** Task objective **
Every line of the records below that holds the word "distant" belongs in the answer.
Start of Extracted material
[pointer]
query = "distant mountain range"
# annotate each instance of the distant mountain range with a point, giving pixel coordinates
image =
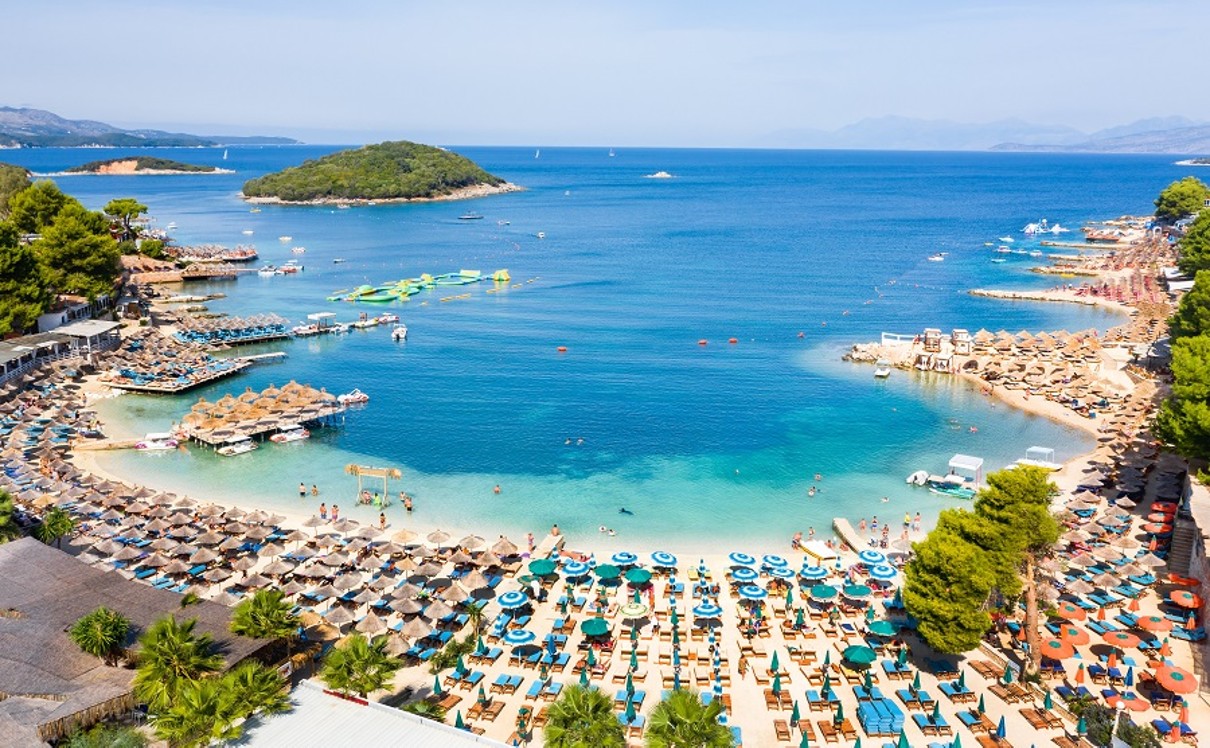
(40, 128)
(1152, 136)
End of Extracted material
Start of Extracted material
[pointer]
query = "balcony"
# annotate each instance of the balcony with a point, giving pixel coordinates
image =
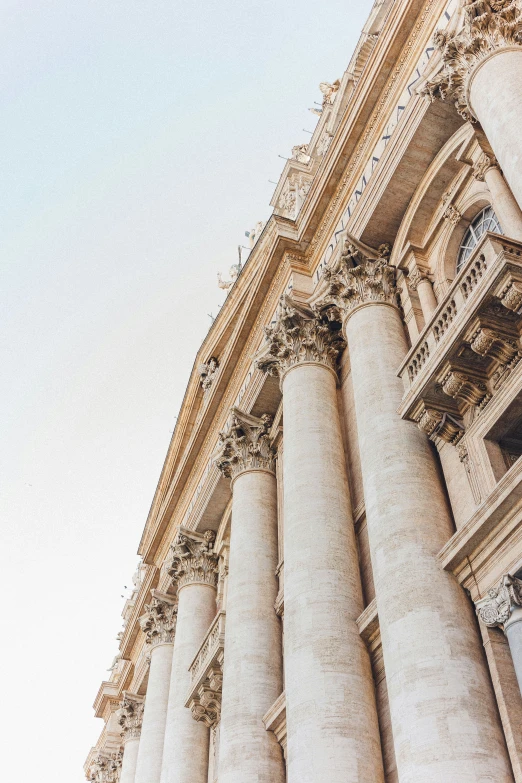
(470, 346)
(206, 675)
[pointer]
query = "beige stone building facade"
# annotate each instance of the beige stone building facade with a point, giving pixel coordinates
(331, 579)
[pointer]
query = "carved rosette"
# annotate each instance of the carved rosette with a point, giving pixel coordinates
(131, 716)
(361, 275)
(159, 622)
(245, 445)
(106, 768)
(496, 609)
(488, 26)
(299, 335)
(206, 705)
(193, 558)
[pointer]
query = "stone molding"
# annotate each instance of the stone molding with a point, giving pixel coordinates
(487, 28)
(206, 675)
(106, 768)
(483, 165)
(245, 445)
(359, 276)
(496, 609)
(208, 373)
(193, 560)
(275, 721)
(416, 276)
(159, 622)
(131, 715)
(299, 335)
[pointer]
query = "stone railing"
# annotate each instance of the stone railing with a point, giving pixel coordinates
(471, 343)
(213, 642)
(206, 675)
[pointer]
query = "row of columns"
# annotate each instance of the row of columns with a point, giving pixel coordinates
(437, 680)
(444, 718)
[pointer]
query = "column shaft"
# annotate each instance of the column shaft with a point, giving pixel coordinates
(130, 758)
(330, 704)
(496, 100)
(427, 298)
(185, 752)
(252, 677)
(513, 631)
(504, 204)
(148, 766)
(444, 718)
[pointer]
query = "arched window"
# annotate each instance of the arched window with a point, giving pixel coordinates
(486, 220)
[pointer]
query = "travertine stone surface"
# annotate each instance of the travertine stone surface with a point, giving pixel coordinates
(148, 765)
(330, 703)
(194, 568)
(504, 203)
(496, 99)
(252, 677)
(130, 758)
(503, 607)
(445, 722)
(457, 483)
End of Extracted material
** Worked solution **
query = "distant mountain range"
# annotate each instance of the distant mountain range with a point, giving pixel coordinates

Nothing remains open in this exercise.